_WRITTEN TASKS_
1 > In the classroom activities text, what group size works well for the Friendly Team Competition?
2 > List every letter of the alphabet that the classroom activities text offers as a starting letter for the animal brainstorming list.
3 > Write the next part of the classroom activities text, starting after its final line.

_ARTICLE_
>> START

Use the questions for one of the following activities: 

  1. Work with partners. Partners ask each other their questions and provide the correct answers. 

  2. Ask students to number their paper 1-20. Name the animal. Select questions to read out loud. Students write T (true) or F (false) for each question.  Correct their quizzes with the correct answers. 

  3. Create a “test” for students by selecting some of their quiz questions. Name the animal first and then give the question. Students answer each question with T or F. 

What is the value of this activity?  By constructing their own true-false questions, students become familiar with ways true and false statements are formed. Searching their memory or looking at the printed page for answers helps students understand that individual words, facts, or details determine whether a statement is true or false. 

 

12. Friendly Team Competition 

Divide students into groups of the desired size (3-5 works well). Use the true-false questions created by students in the previous activity. Use the following procedure: 

  • Collect all the true-false questions written by students. Check that the names of students who wrote the questions appear on the page of questions.  

  • Call on the first student in group 1. Ask student #1 the question.  Once the student answers, call on the student who wrote the question to tell if the answer is true or false. The student who wrote the question may add additional details. 

  • Continue by calling on individual teams and individual members of the teams.   

  • Keep score for each team.  After a given number of questions or a given time period, identify which team had the most correct answers. 

 

13. Internet or Library Research 

Instruct each student to select one of his/her favorite amazing animals from the Tell Me-Tell Me More storybook.  Use the Internet or the library to find two additional details about this animal that do not appear in the book.  Each student reports his/her findings to the class. You can extend this activity by: 

  • Having each student write the new facts on the chalkboard for everyone to copy. 

  • Having students “take notes” about the new information provided by each student for the different amazing animals. 

 

14. Group Brainstorming – Alphabetical Order 

For the following letters of the alphabet, there are many animals that begin each letter. 

In groups of 3-4 students, instruct each group to do the following: 

  • Brainstorm a list of as many animals as they can think of that begins with one of these letters: B, C, G, M, P, or S.  The list must have at least 10 animals. 

  • If they cannot come up with a list of at least 10 animals, they may use other resources to finish their list (Internet searches, dictionaries, or other people). 

  • Together, rewrite the list by putting the names of the animals in alphabetical order.

>> END

_DATA LINES_
>> START

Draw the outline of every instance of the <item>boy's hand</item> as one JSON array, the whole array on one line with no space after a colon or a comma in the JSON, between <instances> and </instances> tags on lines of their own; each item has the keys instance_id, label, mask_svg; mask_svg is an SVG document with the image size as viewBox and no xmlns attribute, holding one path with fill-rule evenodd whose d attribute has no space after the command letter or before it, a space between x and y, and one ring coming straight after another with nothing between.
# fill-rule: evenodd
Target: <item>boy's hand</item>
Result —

>> END

_TASK RESPONSES_
1 > Groups of 3-5 students work well.

2 > B, C, G, M, P, S

3 >
15. Animal Sizes from Little to Big 

Click here for a list of additional amazing animals.  Select ten animals that are unfamiliar to you. Work individually, with a partner, or in a small group. 

  • Arrange your list of animals based on their size from smallest to largest. Label the smallest animal with “1” and the largest animal with a “10.” 

  • You may use any resources available to you to find out more about the size of unfamiliar animals.  (Internet, books, library, Google searches, or people) 

 

16. Put Me in a Box - Categorizing 

There are many ways to categorize things, including animals. For example, here is a starting list of categories: 

have 2 legs eat meat   eat insects  eat plants 

      live in water live on land live in trees live in hot weather live in cold weather live in groups lay eggs have feathers 

      have fur have long wings swim fast breath under water  

 

Learning activity individually, with a partner, or in small groups: 

 

      Required Materials:   4 or more blank index cards to label categories 

                                          A worksheet with 26 boxes with one animal per box 

                                          (Separate the boxes to have 26 cards naming animals)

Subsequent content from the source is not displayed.